■ WHAT THE TASK REQUIRES
Which lines run from the one containing "Find the car door" to the end of the entries? Quote them exactly, and nothing else.

■ SUPPLIED INFORMATION
* start *
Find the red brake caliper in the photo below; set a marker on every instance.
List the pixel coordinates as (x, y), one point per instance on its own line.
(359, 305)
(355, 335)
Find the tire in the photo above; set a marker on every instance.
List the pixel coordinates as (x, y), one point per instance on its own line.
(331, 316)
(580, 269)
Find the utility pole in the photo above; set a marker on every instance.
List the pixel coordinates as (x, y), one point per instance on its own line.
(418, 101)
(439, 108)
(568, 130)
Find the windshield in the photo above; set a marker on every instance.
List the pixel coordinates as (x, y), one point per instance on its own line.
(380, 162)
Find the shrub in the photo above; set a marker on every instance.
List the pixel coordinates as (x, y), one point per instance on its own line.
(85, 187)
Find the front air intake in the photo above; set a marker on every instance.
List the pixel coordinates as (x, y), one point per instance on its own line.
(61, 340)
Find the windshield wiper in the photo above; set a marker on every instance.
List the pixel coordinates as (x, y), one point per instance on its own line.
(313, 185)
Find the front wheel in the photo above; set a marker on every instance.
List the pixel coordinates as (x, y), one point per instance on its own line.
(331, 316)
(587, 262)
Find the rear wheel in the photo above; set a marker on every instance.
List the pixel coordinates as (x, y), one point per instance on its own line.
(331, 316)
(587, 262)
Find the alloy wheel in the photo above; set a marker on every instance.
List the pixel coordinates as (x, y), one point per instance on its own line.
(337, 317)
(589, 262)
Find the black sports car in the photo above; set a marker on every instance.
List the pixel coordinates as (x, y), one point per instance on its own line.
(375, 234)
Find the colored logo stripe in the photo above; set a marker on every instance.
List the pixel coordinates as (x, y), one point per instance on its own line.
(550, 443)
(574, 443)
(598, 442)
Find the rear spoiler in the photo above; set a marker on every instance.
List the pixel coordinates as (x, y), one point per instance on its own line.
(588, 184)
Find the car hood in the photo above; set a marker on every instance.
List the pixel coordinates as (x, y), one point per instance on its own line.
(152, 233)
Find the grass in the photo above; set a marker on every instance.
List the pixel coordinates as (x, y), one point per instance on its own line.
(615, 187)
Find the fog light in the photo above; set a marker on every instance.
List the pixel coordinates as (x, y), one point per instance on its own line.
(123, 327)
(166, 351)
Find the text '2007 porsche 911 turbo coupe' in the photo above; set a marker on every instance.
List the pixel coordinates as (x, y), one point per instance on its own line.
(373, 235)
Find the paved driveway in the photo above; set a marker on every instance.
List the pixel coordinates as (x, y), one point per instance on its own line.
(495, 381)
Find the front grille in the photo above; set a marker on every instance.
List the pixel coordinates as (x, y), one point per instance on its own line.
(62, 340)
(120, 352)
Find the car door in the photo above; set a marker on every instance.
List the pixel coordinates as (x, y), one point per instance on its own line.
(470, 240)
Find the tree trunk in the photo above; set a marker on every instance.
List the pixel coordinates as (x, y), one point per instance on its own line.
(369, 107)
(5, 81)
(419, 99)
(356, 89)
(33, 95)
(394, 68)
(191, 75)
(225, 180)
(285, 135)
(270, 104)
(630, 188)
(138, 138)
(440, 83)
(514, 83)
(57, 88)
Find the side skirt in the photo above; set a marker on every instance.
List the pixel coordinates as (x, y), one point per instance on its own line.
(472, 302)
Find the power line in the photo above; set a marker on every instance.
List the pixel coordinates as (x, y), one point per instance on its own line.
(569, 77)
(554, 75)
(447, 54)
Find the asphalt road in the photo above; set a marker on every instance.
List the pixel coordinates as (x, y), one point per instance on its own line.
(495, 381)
* end *
■ OUTPUT OF THE EXERCISE
Find the car door in the photo above; set a marker on every instance.
List the pixel coordinates as (x, y), one point per instance on its own line.
(470, 240)
Find the tree trunk in the photo above; set a marker on every instance.
List the pixel coordinates as (x, y), one point per instance on its own line.
(369, 107)
(5, 81)
(419, 99)
(356, 89)
(33, 95)
(394, 68)
(191, 75)
(225, 180)
(285, 135)
(270, 104)
(630, 188)
(138, 138)
(440, 83)
(514, 83)
(57, 88)
Find the side skirt in the photo above; set a marker on every instance.
List the pixel coordinates as (x, y), one point per instance on its own line.
(472, 302)
Find the power line in the photo above; set a marker on every instance.
List the pixel coordinates as (x, y), one point per instance on its own line.
(569, 77)
(554, 75)
(447, 54)
Find the asphalt road in the photo above; set a marker on every instance.
List the pixel coordinates as (x, y), one point per instance on its own line.
(495, 381)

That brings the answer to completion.